Rewrite the lines below so that every "soccer ball" becomes "match ball", with everything else left the same.

— BEGIN Supplied data —

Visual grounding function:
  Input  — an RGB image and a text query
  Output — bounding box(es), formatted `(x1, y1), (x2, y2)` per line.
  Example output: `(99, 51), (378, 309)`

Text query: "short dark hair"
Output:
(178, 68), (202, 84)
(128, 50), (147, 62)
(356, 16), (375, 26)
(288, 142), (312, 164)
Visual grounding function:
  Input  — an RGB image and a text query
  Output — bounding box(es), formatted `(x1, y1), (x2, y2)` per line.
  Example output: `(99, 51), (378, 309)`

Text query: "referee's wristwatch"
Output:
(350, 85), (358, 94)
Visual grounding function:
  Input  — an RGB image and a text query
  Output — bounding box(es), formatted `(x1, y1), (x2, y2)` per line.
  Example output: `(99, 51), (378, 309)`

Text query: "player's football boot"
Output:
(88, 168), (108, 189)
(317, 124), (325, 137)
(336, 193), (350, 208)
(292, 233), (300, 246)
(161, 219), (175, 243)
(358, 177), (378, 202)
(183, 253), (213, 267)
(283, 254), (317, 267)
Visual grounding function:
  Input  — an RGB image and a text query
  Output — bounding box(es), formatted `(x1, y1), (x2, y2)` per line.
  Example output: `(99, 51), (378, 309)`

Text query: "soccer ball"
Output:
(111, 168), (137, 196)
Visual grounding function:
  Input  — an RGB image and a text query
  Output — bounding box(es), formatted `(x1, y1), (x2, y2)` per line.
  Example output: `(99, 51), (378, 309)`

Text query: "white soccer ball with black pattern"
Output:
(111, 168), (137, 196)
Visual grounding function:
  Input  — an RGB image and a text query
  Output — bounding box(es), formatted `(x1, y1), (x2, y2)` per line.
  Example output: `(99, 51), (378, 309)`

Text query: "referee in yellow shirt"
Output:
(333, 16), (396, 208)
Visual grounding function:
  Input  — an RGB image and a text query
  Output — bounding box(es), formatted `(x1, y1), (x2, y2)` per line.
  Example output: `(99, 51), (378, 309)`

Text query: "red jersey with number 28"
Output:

— END Supplied data —

Written solution:
Visual grounding function:
  Input  — an RGB image and a text query
  Output — bounding box(es), formatted `(x1, y1), (x2, y2)` per line.
  Example output: `(99, 51), (378, 309)`

Text query: "short dark hair"
Output:
(178, 68), (202, 84)
(128, 50), (147, 62)
(356, 16), (375, 26)
(288, 142), (312, 164)
Visual grounding function:
  Input  — an RGB image and a text query
  Output — bounding box(es), formatted `(x1, y1), (x2, y2)` per line.
  Example output: `(99, 51), (378, 309)`

Text query: "referee's wristwatch"
Output:
(350, 85), (358, 94)
Visual grounding function:
  Input  — an RGB image and a text query
  Output — bounding box(es), formatted `(x1, y1), (x2, y2)` per line.
  Example output: `(99, 51), (378, 309)`

Text query: "player's football boot"
Output:
(88, 168), (108, 189)
(317, 124), (325, 137)
(336, 193), (350, 208)
(292, 233), (300, 246)
(161, 219), (175, 243)
(358, 177), (378, 202)
(183, 253), (213, 267)
(283, 254), (317, 267)
Visual grounding function:
  Input  — an RGB image and a text query
  Output — bounding box(es), formatted `(x1, y1), (x2, y2)` per line.
  Example output: `(99, 51), (378, 309)`

Text query: "match ball"
Output:
(111, 168), (137, 196)
Visual grounding function:
  Input  — an RGB image and a text query
  Output — bounding box(es), formatted `(x1, y1), (x2, y2)` per line.
  Example output: `(99, 51), (378, 309)`

Text query: "white match ball with black pattern"
Output:
(111, 168), (137, 196)
Visual grounding function:
  Input  — an RGB image and a text query
  Output — bounding box(es), formatted `(x1, y1), (x2, y2)` per line.
  Example output: `(99, 51), (378, 309)`

Text query: "referee in yellow shirt"
Output:
(333, 16), (396, 208)
Visual grounding function:
  Input  — an RGB image and a text query
  Output — bounding box(es), formatted `(x1, y1), (x2, y2)` per line.
  Example output: `(99, 51), (378, 309)`

Text query: "red jersey with number 28"
Output:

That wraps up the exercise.